# start of SOURCE MATERIAL

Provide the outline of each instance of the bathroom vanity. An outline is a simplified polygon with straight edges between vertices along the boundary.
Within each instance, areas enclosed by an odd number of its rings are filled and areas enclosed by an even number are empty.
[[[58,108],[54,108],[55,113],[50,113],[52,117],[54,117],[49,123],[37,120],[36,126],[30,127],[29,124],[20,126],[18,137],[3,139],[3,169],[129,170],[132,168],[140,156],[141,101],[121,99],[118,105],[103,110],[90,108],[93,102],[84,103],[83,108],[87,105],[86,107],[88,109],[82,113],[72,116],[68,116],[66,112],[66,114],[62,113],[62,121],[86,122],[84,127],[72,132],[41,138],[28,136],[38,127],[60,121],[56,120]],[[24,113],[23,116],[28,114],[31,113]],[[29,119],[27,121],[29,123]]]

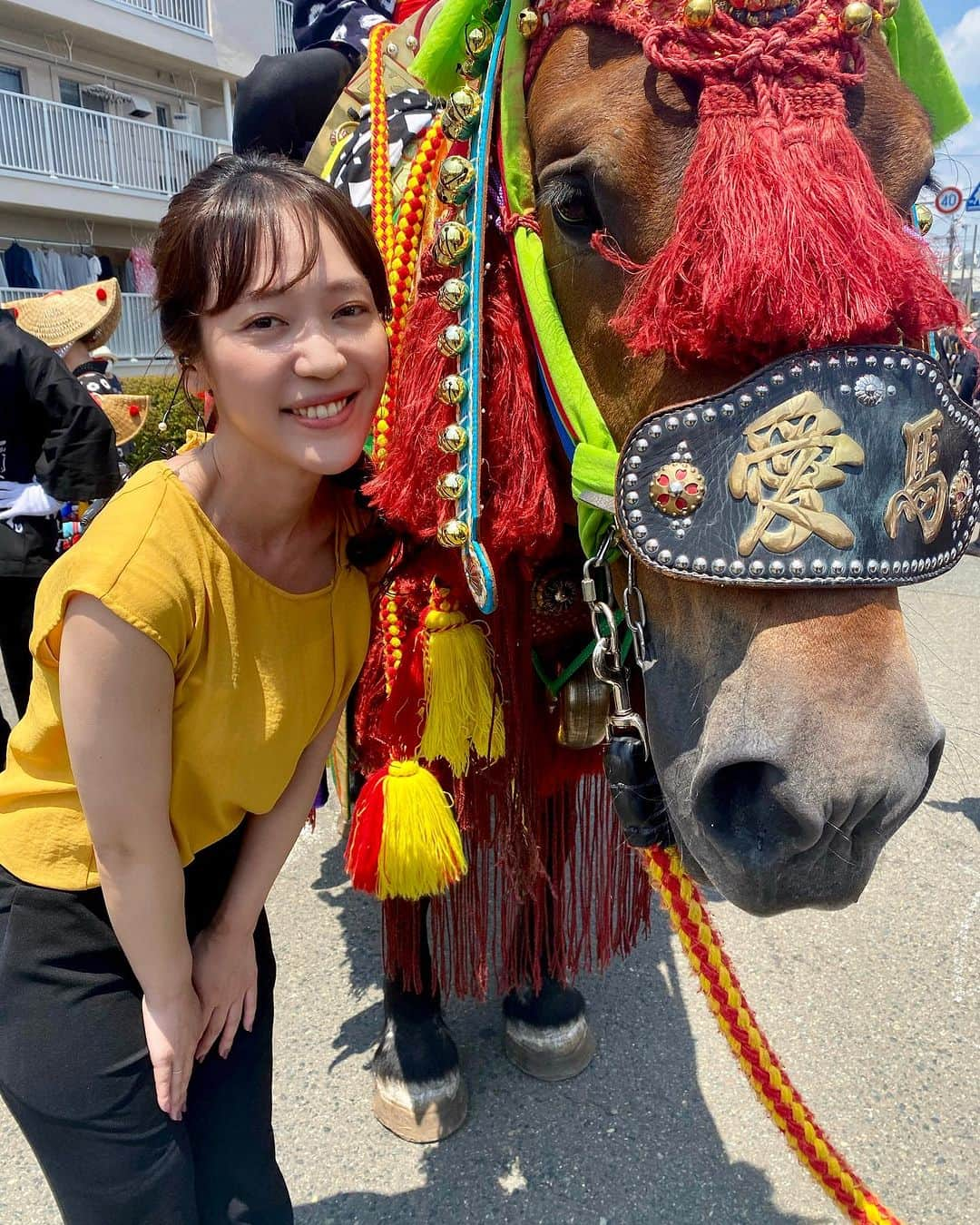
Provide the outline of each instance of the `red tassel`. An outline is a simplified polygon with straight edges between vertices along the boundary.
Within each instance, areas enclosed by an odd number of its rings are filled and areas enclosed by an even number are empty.
[[[436,399],[436,385],[453,366],[436,349],[436,338],[454,316],[436,301],[443,279],[440,272],[419,287],[419,296],[405,318],[393,386],[388,454],[385,468],[364,490],[385,518],[423,540],[435,539],[436,528],[448,516],[446,499],[436,492],[441,472],[453,467],[453,457],[439,450],[439,431],[456,420],[456,409]]]
[[[361,788],[350,832],[347,835],[344,867],[355,889],[377,892],[377,861],[385,826],[385,779],[387,769],[375,771]]]
[[[500,557],[543,556],[561,532],[550,426],[538,407],[530,339],[510,251],[488,233],[483,539]]]
[[[674,235],[614,320],[633,352],[748,364],[959,322],[833,85],[708,86]]]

# end of SOURCE MATERIAL

* TASK TO COMPLETE *
Your copy of the data should match it exactly, except that pictures are left out.

* RESPONSE *
Provide the outline of each instance of the bathroom vanity. An outline is a simplified polygon with straight edges between vertices along the boundary.
Within each instance, areas enclosed by an odd number of its rings are filled and areas enclosed by an even number are empty.
[[[58,108],[54,108],[55,113],[50,113],[52,117],[54,117],[49,123],[37,120],[36,126],[30,127],[29,124],[20,126],[18,137],[3,139],[3,169],[129,170],[132,168],[140,156],[141,101],[121,99],[118,105],[103,110],[90,108],[93,102],[84,103],[83,108],[87,105],[86,107],[88,109],[82,113],[72,116],[68,116],[66,112],[66,114],[62,113],[62,121],[86,122],[84,127],[72,132],[41,138],[28,136],[38,127],[60,121],[56,120]],[[24,113],[23,116],[28,114],[31,113]],[[29,119],[27,121],[29,123]]]

Provide the outline of each instance of the `red tassel`. An outline is a simplified polygon with straight edges between vertices along the boundary.
Within each instance, areas enclosed by an odd number of its rings are filled and areas enclosed by an even number are empty.
[[[436,399],[436,385],[453,366],[436,349],[436,338],[454,316],[436,301],[443,279],[440,272],[419,287],[419,296],[405,318],[393,386],[388,454],[385,468],[364,490],[385,518],[423,540],[435,539],[436,528],[448,516],[446,499],[436,492],[441,472],[453,467],[453,457],[439,450],[439,431],[456,420],[456,409]]]
[[[361,788],[350,832],[347,835],[344,867],[355,889],[377,892],[377,861],[385,826],[385,779],[387,769],[375,771]]]
[[[500,557],[543,556],[561,532],[550,426],[538,407],[530,339],[510,251],[488,233],[483,539]]]
[[[674,235],[614,320],[633,352],[748,364],[959,322],[833,85],[708,86]]]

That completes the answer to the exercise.